From the listing below, work out how many lines contain "stack"; the answer is that number and nothing more.

----

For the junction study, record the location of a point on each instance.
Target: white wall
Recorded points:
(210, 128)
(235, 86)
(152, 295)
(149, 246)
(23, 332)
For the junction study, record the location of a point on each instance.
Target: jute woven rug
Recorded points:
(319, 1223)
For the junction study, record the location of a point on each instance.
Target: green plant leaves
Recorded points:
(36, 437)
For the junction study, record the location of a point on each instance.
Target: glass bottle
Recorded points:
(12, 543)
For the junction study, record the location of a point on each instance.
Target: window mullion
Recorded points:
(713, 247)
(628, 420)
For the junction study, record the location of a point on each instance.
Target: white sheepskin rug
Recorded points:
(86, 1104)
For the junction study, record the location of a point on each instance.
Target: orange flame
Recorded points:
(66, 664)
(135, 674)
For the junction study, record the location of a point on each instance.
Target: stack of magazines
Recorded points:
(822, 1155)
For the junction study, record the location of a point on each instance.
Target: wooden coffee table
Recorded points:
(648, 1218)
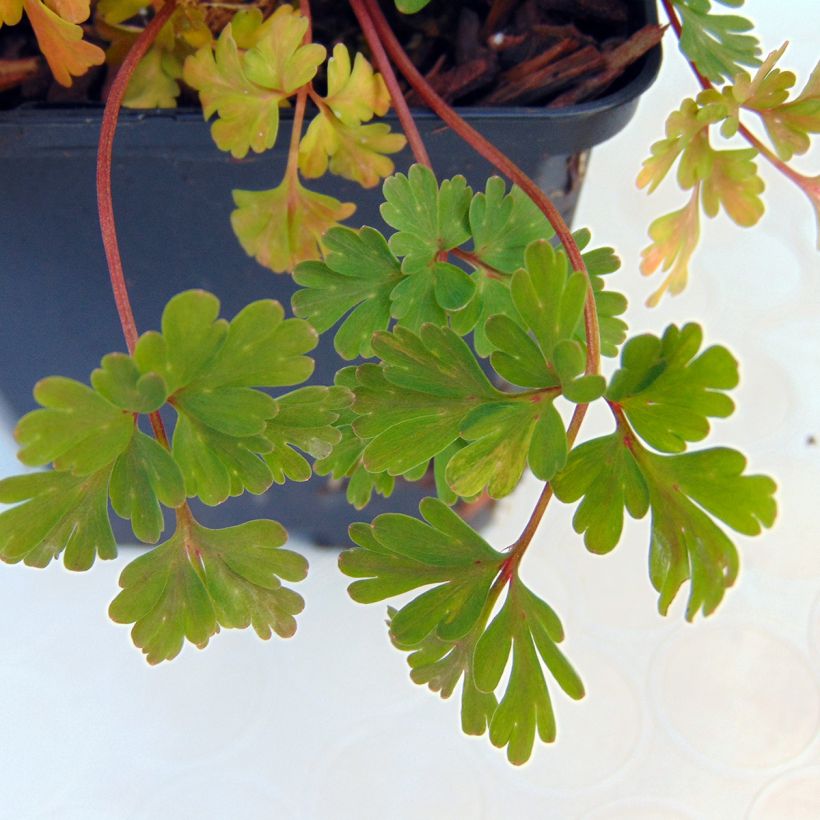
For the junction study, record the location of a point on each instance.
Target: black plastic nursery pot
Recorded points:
(172, 198)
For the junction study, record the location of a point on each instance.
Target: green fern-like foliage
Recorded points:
(255, 67)
(431, 400)
(726, 179)
(228, 437)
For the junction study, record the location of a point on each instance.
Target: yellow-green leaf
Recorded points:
(284, 226)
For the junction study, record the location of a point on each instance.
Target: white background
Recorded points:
(716, 720)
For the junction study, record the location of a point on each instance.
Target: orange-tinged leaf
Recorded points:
(674, 239)
(354, 95)
(62, 43)
(734, 184)
(279, 60)
(117, 11)
(11, 11)
(284, 226)
(14, 72)
(151, 85)
(685, 133)
(248, 115)
(356, 152)
(75, 11)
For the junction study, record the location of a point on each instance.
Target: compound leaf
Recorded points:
(675, 238)
(246, 89)
(502, 438)
(717, 43)
(77, 429)
(529, 629)
(202, 579)
(615, 472)
(214, 367)
(120, 380)
(356, 277)
(285, 225)
(145, 476)
(445, 627)
(733, 182)
(398, 553)
(356, 93)
(686, 543)
(604, 474)
(56, 512)
(668, 392)
(429, 218)
(357, 152)
(60, 40)
(504, 224)
(305, 420)
(427, 386)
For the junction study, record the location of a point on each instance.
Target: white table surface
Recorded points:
(716, 720)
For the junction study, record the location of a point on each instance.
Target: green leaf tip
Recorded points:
(669, 390)
(201, 580)
(445, 628)
(684, 493)
(56, 512)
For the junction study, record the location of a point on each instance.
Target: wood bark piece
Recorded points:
(616, 61)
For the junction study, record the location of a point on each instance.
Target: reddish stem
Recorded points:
(380, 36)
(798, 178)
(382, 61)
(105, 203)
(104, 154)
(382, 32)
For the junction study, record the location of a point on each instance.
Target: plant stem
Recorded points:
(496, 157)
(385, 67)
(474, 260)
(105, 204)
(379, 35)
(798, 178)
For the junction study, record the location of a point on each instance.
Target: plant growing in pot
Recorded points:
(540, 313)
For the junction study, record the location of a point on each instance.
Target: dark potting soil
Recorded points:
(476, 52)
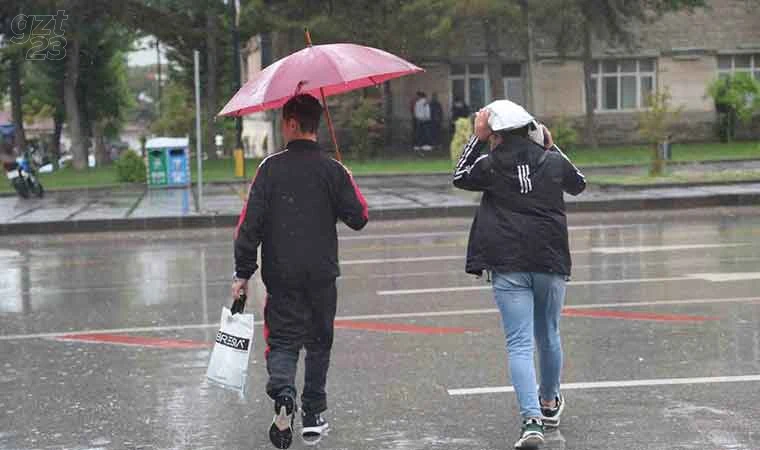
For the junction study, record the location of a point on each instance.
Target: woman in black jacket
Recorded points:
(520, 236)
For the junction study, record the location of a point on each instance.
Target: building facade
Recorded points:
(681, 52)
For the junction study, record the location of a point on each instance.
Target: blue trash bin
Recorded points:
(178, 167)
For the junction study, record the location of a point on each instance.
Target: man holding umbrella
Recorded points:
(294, 202)
(520, 237)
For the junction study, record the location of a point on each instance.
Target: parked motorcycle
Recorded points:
(23, 176)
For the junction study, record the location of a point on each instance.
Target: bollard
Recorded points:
(239, 163)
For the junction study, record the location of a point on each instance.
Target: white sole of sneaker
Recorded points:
(312, 436)
(530, 442)
(282, 420)
(553, 422)
(281, 430)
(321, 430)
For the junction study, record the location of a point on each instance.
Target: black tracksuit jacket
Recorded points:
(520, 225)
(293, 206)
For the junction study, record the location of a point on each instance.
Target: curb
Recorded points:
(639, 187)
(229, 221)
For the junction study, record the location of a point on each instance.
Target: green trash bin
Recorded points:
(157, 167)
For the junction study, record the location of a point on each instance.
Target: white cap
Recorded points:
(506, 115)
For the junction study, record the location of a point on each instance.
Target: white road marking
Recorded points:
(662, 248)
(602, 250)
(445, 313)
(354, 262)
(617, 384)
(488, 287)
(728, 276)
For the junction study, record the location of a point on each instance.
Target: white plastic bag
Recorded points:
(228, 366)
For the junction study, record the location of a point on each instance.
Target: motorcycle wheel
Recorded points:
(37, 188)
(21, 189)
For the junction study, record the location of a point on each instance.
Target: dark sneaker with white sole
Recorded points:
(314, 426)
(281, 431)
(531, 435)
(552, 415)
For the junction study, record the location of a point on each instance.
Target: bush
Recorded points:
(130, 167)
(737, 99)
(366, 127)
(563, 133)
(462, 134)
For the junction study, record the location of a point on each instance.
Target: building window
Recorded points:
(730, 64)
(469, 83)
(514, 88)
(619, 85)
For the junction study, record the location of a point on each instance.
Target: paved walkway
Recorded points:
(391, 197)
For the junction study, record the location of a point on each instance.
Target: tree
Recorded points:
(43, 82)
(12, 58)
(177, 113)
(656, 126)
(104, 91)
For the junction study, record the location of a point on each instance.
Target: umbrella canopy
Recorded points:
(320, 70)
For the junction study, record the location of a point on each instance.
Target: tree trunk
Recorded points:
(56, 139)
(101, 158)
(388, 113)
(493, 63)
(530, 53)
(211, 101)
(14, 77)
(588, 66)
(71, 101)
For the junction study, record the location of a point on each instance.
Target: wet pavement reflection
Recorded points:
(653, 301)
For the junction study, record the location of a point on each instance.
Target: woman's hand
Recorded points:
(482, 129)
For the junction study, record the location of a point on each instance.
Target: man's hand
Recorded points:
(548, 139)
(238, 286)
(482, 129)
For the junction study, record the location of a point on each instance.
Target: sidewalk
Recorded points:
(389, 198)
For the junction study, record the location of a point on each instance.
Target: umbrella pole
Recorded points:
(330, 126)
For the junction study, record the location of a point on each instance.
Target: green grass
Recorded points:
(223, 170)
(642, 155)
(71, 179)
(680, 178)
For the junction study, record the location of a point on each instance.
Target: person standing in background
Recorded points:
(436, 120)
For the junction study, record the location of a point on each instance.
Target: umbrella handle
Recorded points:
(330, 126)
(307, 35)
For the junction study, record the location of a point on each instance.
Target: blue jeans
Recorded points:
(530, 305)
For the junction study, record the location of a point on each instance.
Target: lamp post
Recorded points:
(234, 17)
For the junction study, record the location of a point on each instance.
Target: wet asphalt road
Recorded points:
(669, 302)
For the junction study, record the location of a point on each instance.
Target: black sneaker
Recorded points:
(552, 415)
(281, 431)
(314, 426)
(531, 435)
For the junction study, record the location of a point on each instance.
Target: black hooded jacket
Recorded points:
(294, 203)
(520, 225)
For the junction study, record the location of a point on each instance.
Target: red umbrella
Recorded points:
(320, 70)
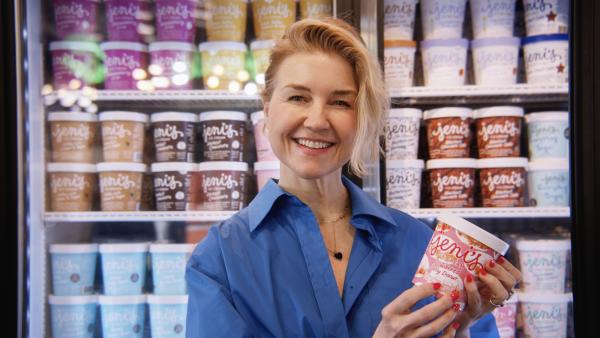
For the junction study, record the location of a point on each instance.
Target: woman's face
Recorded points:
(311, 117)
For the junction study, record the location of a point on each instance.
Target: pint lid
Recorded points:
(74, 248)
(547, 116)
(171, 45)
(173, 166)
(154, 299)
(257, 116)
(267, 165)
(171, 248)
(545, 298)
(503, 162)
(136, 46)
(262, 44)
(173, 116)
(223, 115)
(121, 166)
(549, 164)
(448, 112)
(123, 247)
(123, 116)
(72, 300)
(544, 245)
(71, 116)
(499, 111)
(418, 164)
(476, 232)
(121, 300)
(451, 163)
(57, 167)
(222, 165)
(222, 45)
(406, 112)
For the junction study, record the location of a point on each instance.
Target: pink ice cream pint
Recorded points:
(457, 248)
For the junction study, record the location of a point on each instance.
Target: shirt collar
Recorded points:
(362, 204)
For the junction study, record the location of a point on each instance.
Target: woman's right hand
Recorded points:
(397, 320)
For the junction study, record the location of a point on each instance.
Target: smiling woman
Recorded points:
(313, 255)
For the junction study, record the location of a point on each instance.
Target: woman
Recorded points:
(313, 255)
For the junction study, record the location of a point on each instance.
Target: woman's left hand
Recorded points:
(497, 282)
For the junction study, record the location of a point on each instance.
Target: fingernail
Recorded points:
(454, 295)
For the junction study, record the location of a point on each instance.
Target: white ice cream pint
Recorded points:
(543, 264)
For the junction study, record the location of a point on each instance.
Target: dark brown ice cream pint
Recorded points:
(502, 181)
(224, 135)
(174, 135)
(219, 186)
(452, 182)
(448, 132)
(172, 182)
(499, 131)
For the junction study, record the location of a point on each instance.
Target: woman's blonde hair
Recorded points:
(372, 102)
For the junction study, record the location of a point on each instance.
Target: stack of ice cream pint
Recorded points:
(495, 51)
(151, 45)
(126, 309)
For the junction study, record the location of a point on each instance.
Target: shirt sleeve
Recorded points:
(210, 311)
(485, 327)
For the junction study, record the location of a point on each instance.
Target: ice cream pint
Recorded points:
(549, 182)
(448, 132)
(442, 19)
(457, 248)
(176, 20)
(172, 182)
(224, 135)
(444, 62)
(403, 183)
(543, 264)
(123, 136)
(168, 267)
(72, 186)
(498, 131)
(402, 134)
(502, 181)
(548, 134)
(496, 60)
(73, 316)
(73, 268)
(226, 20)
(546, 17)
(492, 18)
(399, 63)
(545, 315)
(123, 268)
(72, 136)
(120, 61)
(399, 19)
(174, 136)
(121, 185)
(547, 58)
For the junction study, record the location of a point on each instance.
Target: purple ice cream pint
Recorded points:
(125, 19)
(76, 19)
(120, 61)
(175, 20)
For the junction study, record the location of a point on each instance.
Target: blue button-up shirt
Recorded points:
(265, 272)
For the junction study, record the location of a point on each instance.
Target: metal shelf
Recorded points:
(138, 216)
(522, 212)
(472, 94)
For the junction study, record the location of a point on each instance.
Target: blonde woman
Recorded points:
(313, 255)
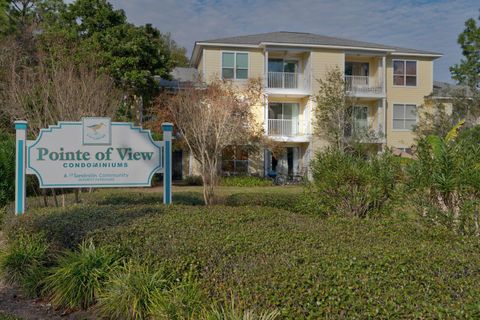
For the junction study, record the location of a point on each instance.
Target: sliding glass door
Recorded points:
(282, 73)
(283, 119)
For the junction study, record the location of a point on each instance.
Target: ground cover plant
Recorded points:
(268, 259)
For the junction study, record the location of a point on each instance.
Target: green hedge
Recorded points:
(245, 181)
(304, 266)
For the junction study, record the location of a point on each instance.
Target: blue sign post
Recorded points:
(94, 152)
(167, 129)
(20, 188)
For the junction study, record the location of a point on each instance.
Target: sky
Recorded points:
(431, 25)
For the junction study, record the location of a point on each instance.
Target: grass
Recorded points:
(268, 259)
(79, 275)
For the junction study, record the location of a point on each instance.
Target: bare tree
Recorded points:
(212, 118)
(53, 88)
(333, 114)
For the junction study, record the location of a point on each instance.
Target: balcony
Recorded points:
(283, 80)
(282, 127)
(363, 86)
(293, 83)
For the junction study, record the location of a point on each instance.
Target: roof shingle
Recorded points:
(303, 38)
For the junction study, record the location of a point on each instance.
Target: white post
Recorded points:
(384, 74)
(20, 189)
(167, 162)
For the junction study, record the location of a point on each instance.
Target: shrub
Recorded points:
(308, 267)
(245, 181)
(184, 300)
(24, 262)
(134, 292)
(233, 312)
(350, 185)
(7, 168)
(194, 181)
(281, 200)
(79, 275)
(444, 181)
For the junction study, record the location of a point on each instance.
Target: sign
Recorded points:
(94, 152)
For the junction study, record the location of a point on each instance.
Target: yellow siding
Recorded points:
(323, 61)
(213, 62)
(407, 95)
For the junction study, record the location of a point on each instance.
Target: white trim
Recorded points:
(263, 44)
(404, 105)
(405, 73)
(303, 45)
(211, 44)
(203, 65)
(234, 65)
(434, 55)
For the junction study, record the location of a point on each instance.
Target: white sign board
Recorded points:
(94, 152)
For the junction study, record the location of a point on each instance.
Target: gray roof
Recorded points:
(284, 37)
(180, 78)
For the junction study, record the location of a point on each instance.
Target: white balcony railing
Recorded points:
(362, 85)
(283, 80)
(283, 127)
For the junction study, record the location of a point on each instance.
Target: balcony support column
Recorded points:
(265, 78)
(384, 74)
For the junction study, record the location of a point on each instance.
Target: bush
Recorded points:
(233, 312)
(7, 168)
(194, 181)
(245, 181)
(306, 266)
(134, 292)
(281, 200)
(24, 262)
(79, 275)
(349, 185)
(184, 300)
(444, 181)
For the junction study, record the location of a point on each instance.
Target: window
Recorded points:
(283, 119)
(356, 68)
(235, 160)
(404, 116)
(234, 65)
(358, 123)
(405, 73)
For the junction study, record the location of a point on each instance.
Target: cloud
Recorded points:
(429, 25)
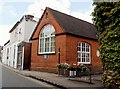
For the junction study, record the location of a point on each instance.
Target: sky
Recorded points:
(12, 11)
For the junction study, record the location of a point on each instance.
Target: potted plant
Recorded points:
(59, 66)
(82, 67)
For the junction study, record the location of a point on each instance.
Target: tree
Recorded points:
(106, 18)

----

**SOLUTION BELOW:** 2